**Problem statement**. Reproduce the following material exactly, including every line.

**Dataset records**.
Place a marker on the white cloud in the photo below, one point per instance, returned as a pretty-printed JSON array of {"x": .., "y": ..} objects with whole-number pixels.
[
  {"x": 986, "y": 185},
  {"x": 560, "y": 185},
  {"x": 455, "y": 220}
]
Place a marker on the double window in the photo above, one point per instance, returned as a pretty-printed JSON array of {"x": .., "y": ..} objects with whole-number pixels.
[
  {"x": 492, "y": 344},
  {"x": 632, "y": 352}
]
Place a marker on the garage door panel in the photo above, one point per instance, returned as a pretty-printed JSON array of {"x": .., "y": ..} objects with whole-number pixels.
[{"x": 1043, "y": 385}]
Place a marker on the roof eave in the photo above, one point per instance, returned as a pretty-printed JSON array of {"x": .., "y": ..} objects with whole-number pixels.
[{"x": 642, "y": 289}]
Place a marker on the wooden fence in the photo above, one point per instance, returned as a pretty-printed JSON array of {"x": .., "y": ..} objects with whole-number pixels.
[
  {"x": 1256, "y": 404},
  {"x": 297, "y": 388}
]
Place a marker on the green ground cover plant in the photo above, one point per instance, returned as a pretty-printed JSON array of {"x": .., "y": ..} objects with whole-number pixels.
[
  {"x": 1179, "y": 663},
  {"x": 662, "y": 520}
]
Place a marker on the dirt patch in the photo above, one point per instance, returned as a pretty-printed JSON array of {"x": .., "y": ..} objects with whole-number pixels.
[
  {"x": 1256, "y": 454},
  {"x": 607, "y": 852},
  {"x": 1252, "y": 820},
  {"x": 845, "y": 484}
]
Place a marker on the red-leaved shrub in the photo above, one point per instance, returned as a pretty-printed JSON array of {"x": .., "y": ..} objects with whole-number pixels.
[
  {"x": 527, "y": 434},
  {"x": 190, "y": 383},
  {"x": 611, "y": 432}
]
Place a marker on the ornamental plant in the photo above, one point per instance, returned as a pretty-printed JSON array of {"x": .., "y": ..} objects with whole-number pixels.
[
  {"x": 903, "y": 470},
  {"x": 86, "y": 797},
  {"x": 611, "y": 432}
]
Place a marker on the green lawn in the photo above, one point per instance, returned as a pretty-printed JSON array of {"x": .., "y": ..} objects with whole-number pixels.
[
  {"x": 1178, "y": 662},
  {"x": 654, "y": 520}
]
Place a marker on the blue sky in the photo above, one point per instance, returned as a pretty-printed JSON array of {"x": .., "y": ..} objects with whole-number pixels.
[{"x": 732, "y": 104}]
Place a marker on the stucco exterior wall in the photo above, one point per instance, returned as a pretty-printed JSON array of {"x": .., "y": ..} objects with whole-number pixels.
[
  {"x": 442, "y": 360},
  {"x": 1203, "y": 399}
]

**Task solution**.
Place a marker on the white cloud in the photo below, one point per instance, returned as a pretty-printed JSON array of {"x": .., "y": ..} objects with whole-number pixels.
[
  {"x": 986, "y": 185},
  {"x": 560, "y": 185},
  {"x": 455, "y": 220}
]
Place a marker on the double window in the photo above, one point per instance, returned as a pretty-printed JSON array of {"x": .., "y": ..} objects with whole-number pixels.
[
  {"x": 492, "y": 344},
  {"x": 632, "y": 352}
]
Place a marker on the garage door panel in the photo above, one point per instance, returned as a pretty-printed JSON array of {"x": .., "y": ..} objects with whole-number pixels.
[{"x": 1043, "y": 385}]
Place a marker on the roof eave in the photo above, one point per instance, returned as a pretty-printed JSON array of {"x": .., "y": ..} objects with whole-number pixels.
[{"x": 642, "y": 289}]
Place a marker on the wooden fence in the photo above, one point per instance, returned as a pretty-printed JSON array of {"x": .., "y": ..} objects with whole-number pixels.
[
  {"x": 1256, "y": 404},
  {"x": 297, "y": 388}
]
Place a marker on the green ground cover plant in the photo above, one point per instance, returned as a pretty-printed JSON array of {"x": .., "y": ..} objects with whole-number pixels.
[
  {"x": 1179, "y": 663},
  {"x": 662, "y": 520}
]
Place a marker on the dirt patch in the photo above, one point per instance, returned as a pretty-printed JSON array of {"x": .., "y": ..} objects with whole-number pixels.
[
  {"x": 1256, "y": 454},
  {"x": 607, "y": 852},
  {"x": 1252, "y": 820},
  {"x": 845, "y": 484}
]
Place a marker on the red-leaved shrub in the photo above, one point per instance, returned as a pretty-printed JSON array of {"x": .., "y": ..} objects with whole-number pixels.
[
  {"x": 527, "y": 434},
  {"x": 190, "y": 383},
  {"x": 611, "y": 432}
]
Place a marker on the ornamental plant in the photo above, one point per instance, returned as a pretty-printed JSON array of {"x": .., "y": ..} objects with whole-number pixels.
[
  {"x": 903, "y": 470},
  {"x": 86, "y": 797},
  {"x": 611, "y": 432}
]
Place a marker on the green lawn in the photo above, one point per instance, returned as a pretty-printed JSON array of {"x": .., "y": ..} objects with whole-number pixels.
[
  {"x": 1178, "y": 662},
  {"x": 654, "y": 520}
]
Place a marker on the blue sky in the photo above, one point per instance, returned as a pretty-printed JSON array of {"x": .., "y": ..} objects with whole-number pixels.
[{"x": 732, "y": 104}]
Place a marker on the stucco exterior wall in the photo above, one point per instance, returned as a pretty-printed JSON array of {"x": .., "y": ..} objects with whole-number pixels.
[
  {"x": 442, "y": 360},
  {"x": 1203, "y": 399}
]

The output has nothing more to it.